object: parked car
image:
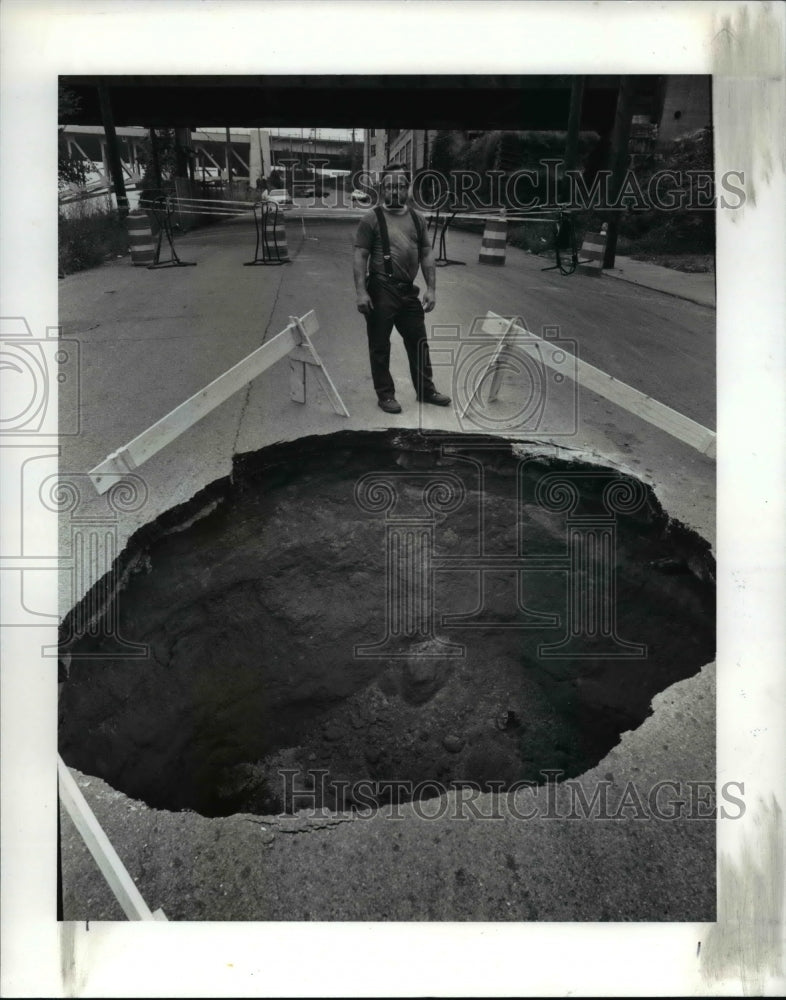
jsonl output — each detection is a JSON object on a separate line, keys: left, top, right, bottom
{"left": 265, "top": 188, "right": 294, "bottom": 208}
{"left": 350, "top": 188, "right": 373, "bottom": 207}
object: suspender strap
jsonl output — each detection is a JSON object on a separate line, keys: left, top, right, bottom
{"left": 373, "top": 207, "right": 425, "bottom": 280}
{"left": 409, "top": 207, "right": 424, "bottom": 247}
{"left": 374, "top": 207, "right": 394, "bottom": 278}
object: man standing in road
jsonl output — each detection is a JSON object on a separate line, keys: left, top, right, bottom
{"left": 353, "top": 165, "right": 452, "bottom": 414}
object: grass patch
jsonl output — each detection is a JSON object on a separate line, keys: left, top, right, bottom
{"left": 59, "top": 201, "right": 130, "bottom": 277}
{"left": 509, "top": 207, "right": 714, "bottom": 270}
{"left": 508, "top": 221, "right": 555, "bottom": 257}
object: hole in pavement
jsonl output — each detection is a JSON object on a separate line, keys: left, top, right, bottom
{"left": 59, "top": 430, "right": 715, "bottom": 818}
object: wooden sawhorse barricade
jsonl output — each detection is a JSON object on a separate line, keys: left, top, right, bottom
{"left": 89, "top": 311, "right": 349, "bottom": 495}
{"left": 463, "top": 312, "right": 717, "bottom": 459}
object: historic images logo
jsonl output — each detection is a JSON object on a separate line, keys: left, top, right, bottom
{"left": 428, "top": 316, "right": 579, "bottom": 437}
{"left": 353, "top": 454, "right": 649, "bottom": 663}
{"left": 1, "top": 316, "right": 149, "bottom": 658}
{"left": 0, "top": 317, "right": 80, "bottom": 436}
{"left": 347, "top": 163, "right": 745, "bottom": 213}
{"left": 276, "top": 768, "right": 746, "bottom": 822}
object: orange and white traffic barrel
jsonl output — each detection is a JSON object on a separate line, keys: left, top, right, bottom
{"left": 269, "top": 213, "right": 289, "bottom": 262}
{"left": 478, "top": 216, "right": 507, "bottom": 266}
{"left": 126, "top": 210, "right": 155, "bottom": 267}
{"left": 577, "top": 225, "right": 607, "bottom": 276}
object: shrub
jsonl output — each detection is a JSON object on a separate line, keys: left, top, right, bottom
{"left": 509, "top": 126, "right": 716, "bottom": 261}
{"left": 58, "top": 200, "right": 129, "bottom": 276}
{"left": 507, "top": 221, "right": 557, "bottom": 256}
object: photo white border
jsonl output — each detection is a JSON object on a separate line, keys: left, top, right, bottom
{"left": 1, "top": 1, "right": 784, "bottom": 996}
::::
In the entries above, find the line with "object: man standing in road" and the line with "object: orange and white traffic barrel", then set down exactly those two and every line between them, nothing else.

object: man standing in road
jsonl output — each detection is a JSON object on a separate line, keys: left, top, right, bottom
{"left": 353, "top": 165, "right": 452, "bottom": 414}
object: grass patch
jsonl output — each detection is a JSON object on a separate line, keys: left, top, right, bottom
{"left": 59, "top": 201, "right": 130, "bottom": 277}
{"left": 509, "top": 207, "right": 714, "bottom": 270}
{"left": 508, "top": 221, "right": 555, "bottom": 257}
object: hole in pavement
jsonl output — each detection is a JSON object on a separate line, keys: left, top, right, bottom
{"left": 59, "top": 430, "right": 715, "bottom": 818}
object: wooden sawhorse barricade
jsonl output — each detection is a JSON object on a separate line, keys: left, top, right, bottom
{"left": 89, "top": 311, "right": 349, "bottom": 495}
{"left": 463, "top": 312, "right": 717, "bottom": 459}
object: historic images logo
jsonl output — each detection is a JSON object on a separate line, keys: left, top, right, bottom
{"left": 428, "top": 316, "right": 579, "bottom": 437}
{"left": 353, "top": 454, "right": 649, "bottom": 663}
{"left": 1, "top": 316, "right": 149, "bottom": 658}
{"left": 0, "top": 317, "right": 80, "bottom": 436}
{"left": 347, "top": 163, "right": 745, "bottom": 213}
{"left": 276, "top": 768, "right": 746, "bottom": 822}
object: orange and white traffic barrel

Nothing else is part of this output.